→ **GOAL OF THE EXERCISE**
Return all of the data exactly, with nothing left out but the pictures.

→ **EXERCISE MATERIAL**
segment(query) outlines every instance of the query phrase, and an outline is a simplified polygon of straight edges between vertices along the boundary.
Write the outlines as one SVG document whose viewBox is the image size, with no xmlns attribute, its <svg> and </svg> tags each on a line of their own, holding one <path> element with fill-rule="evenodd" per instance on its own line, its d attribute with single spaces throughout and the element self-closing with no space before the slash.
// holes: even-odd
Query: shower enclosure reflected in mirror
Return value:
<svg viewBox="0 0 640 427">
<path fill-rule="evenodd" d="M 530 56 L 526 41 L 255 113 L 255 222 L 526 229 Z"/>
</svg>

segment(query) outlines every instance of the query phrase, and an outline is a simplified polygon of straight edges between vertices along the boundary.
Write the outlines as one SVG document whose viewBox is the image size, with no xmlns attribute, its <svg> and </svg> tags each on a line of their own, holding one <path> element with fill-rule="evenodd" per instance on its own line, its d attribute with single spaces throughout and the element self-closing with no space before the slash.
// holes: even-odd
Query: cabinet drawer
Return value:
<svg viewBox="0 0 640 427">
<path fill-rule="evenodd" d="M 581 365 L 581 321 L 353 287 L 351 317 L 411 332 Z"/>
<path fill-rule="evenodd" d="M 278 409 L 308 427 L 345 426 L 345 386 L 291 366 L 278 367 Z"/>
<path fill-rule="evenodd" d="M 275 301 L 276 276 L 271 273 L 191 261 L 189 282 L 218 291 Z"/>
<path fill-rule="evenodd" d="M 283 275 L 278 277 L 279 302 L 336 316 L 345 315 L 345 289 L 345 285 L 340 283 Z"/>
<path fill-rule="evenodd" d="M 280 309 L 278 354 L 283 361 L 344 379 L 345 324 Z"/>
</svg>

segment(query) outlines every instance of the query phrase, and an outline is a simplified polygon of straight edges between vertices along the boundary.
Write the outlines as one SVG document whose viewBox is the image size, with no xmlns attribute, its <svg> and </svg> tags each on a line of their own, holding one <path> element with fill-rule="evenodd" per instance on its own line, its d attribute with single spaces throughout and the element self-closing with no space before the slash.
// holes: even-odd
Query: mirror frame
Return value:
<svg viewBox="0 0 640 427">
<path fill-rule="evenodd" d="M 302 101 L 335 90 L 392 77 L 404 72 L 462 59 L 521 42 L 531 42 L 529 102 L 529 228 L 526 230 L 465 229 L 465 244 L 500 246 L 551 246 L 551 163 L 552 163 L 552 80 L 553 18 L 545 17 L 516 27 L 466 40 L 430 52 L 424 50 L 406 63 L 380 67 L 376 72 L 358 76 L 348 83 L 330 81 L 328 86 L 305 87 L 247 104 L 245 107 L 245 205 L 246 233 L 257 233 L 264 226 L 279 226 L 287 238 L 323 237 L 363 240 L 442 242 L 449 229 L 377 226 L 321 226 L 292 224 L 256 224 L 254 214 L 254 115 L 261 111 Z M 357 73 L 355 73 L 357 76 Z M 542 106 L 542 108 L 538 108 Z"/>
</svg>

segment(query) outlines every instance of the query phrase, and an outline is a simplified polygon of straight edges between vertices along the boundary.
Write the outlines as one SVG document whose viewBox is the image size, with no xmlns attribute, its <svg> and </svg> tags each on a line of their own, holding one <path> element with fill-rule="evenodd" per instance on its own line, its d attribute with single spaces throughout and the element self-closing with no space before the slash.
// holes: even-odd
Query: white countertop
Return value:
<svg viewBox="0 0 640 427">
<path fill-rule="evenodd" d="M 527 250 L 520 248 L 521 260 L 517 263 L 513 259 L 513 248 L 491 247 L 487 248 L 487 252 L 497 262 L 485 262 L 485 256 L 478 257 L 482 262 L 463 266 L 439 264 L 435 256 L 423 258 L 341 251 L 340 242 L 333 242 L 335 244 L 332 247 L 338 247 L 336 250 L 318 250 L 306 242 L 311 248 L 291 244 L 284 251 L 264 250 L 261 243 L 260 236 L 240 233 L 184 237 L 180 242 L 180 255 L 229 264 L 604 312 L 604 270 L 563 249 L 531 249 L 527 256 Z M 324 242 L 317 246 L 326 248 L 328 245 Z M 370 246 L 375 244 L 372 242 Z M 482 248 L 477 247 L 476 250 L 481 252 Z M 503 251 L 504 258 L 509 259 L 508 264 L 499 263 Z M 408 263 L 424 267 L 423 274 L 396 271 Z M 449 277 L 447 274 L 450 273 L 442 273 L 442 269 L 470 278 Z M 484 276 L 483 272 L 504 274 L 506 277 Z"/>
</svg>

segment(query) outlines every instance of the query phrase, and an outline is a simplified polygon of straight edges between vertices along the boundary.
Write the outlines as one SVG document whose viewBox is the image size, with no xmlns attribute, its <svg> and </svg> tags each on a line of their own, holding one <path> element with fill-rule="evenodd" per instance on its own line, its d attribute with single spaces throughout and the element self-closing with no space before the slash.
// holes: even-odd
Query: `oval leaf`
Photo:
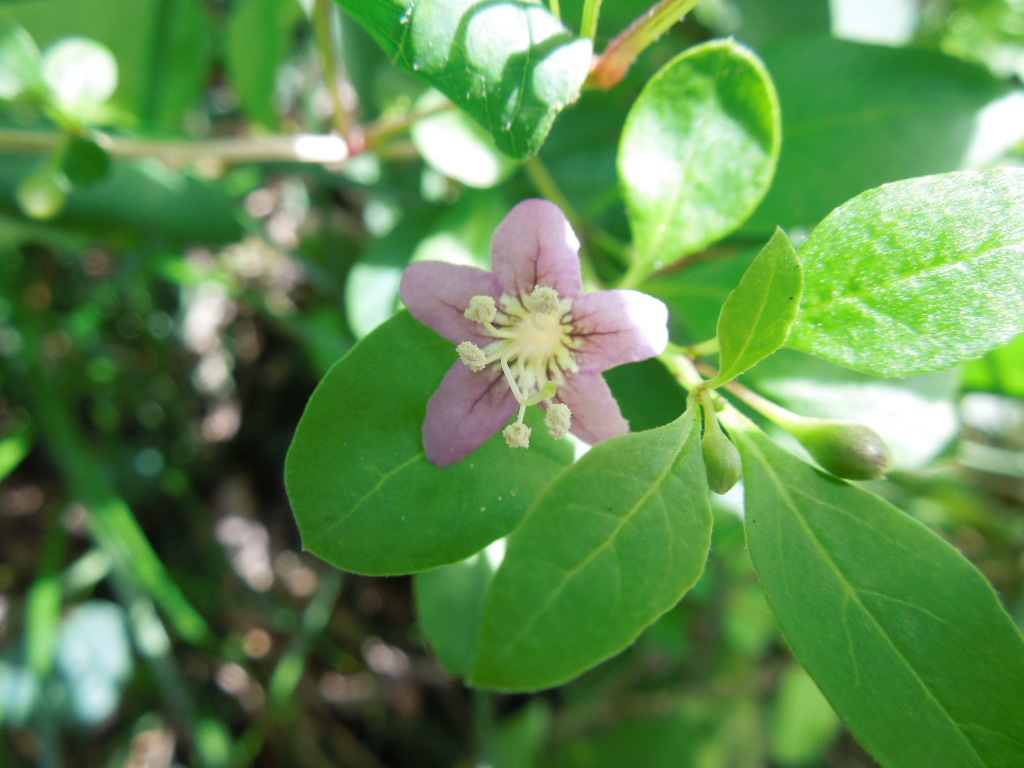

→ **EXPECTED ANSWER**
segment(query) outlines every instance of the query phrase, and an outline is a simplified polygon of straight edges between vertices along the boundary.
Write the outlines as one SVG document whose viewBox is the image size, with no xmlns attribute, its <svg> and </svg> tags each on a line of their own, holding one <path> element with fill-rule="evenodd" per instance on its own line, its d attribute with single spaces throughout and the element self-closing with no space before the slash.
// holes: even-odd
Query: shower enclosure reflected in mirror
Return value:
<svg viewBox="0 0 640 427">
<path fill-rule="evenodd" d="M 530 56 L 526 41 L 255 113 L 255 222 L 526 229 Z"/>
</svg>

segment(query) outlines every instance of the query phrase, and an outline is a simplified polygon of straight edges between vertices along the boundary.
Write the outlines as one SVG document whose viewBox is the image size, with no xmlns attribute, its <svg> and </svg> tags each on a line of their own, holding one <path> element with fill-rule="evenodd" per instance on its own line, its d attribute with single spaces throughout and the element self-closing with no space before the slash.
// holes: even-odd
Query: cabinet drawer
Return value:
<svg viewBox="0 0 640 427">
<path fill-rule="evenodd" d="M 581 365 L 581 321 L 353 287 L 351 317 L 411 332 Z"/>
<path fill-rule="evenodd" d="M 278 409 L 308 427 L 345 426 L 345 386 L 291 366 L 278 367 Z"/>
<path fill-rule="evenodd" d="M 275 301 L 276 276 L 271 273 L 191 261 L 189 282 L 218 291 Z"/>
<path fill-rule="evenodd" d="M 283 275 L 278 277 L 279 302 L 336 316 L 345 315 L 345 289 L 345 285 L 340 283 Z"/>
<path fill-rule="evenodd" d="M 280 309 L 278 354 L 283 361 L 344 379 L 345 324 Z"/>
</svg>

segment(query) outlines every instance of the query phrase, and an outline is a simplified polygon of straight edges between vertices along the boundary.
Write the outlines as one SVG document whose viewBox is the image size, with no xmlns attribute, its <svg> and </svg> tags each on a line of their own, holding one <path> element with fill-rule="evenodd" per instance on its own line, its d attribute with single spaces throughout and the element self-closing with no space before the slash.
// holes: even-odd
Query: mirror frame
Return value:
<svg viewBox="0 0 640 427">
<path fill-rule="evenodd" d="M 302 101 L 335 90 L 392 77 L 404 72 L 462 59 L 521 42 L 531 42 L 529 102 L 529 228 L 526 230 L 465 229 L 465 244 L 500 246 L 551 246 L 551 163 L 552 163 L 552 80 L 553 18 L 545 17 L 516 27 L 466 40 L 430 52 L 424 50 L 406 63 L 380 67 L 376 72 L 358 76 L 348 83 L 330 81 L 328 86 L 305 87 L 247 104 L 245 107 L 245 205 L 246 233 L 257 233 L 264 226 L 279 226 L 287 238 L 323 237 L 363 240 L 442 242 L 449 229 L 377 226 L 321 226 L 292 224 L 256 224 L 254 214 L 254 115 L 261 111 Z M 357 73 L 355 73 L 357 76 Z M 542 106 L 542 108 L 538 108 Z"/>
</svg>

segment(query) outlines every instance of the query phrase, and an outline is a simplified polygon of straight edges between vertices along the boundary.
Write the outlines as one SVG document whose viewBox is the image size, with no xmlns attribute, its <svg> and </svg> tags each on a line of their own, holding one <path> element with fill-rule="evenodd" per instance on its own line, its d attribute with single spaces throughout and the element self-closing with no space before the slash.
// holes: even-odd
Query: white countertop
Return value:
<svg viewBox="0 0 640 427">
<path fill-rule="evenodd" d="M 527 250 L 520 248 L 521 260 L 517 263 L 513 259 L 513 248 L 491 247 L 487 248 L 487 252 L 497 262 L 485 262 L 485 256 L 478 257 L 482 262 L 463 266 L 439 264 L 435 256 L 423 258 L 341 251 L 340 242 L 333 242 L 335 244 L 332 247 L 338 247 L 336 250 L 318 250 L 306 242 L 311 248 L 291 244 L 284 251 L 264 250 L 261 243 L 260 236 L 240 233 L 184 237 L 180 242 L 180 255 L 229 264 L 604 312 L 604 270 L 563 249 L 531 249 L 527 256 Z M 324 242 L 317 246 L 326 248 L 328 245 Z M 370 246 L 375 244 L 372 242 Z M 482 248 L 477 247 L 476 250 L 481 252 Z M 503 251 L 504 258 L 509 259 L 508 264 L 499 263 Z M 408 263 L 424 267 L 423 274 L 396 271 Z M 449 277 L 447 274 L 450 273 L 442 273 L 442 269 L 470 278 Z M 484 276 L 483 272 L 504 274 L 506 277 Z"/>
</svg>

segment(query) outlines every instance of the query phrase, and an outline is a simplified polygon of straight edges between vertices along the boundary.
Write the outlines as one SVG document whose viewBox is the image size, with no xmlns attribute, its <svg> and </svg> tags each on a line of their own, holding one <path> element with fill-rule="evenodd" per instance on its own line, its d attribute with single spaces throughout and the element self-closing with no space before the slash.
// holes: even-odd
Query: `oval leaf`
Photo:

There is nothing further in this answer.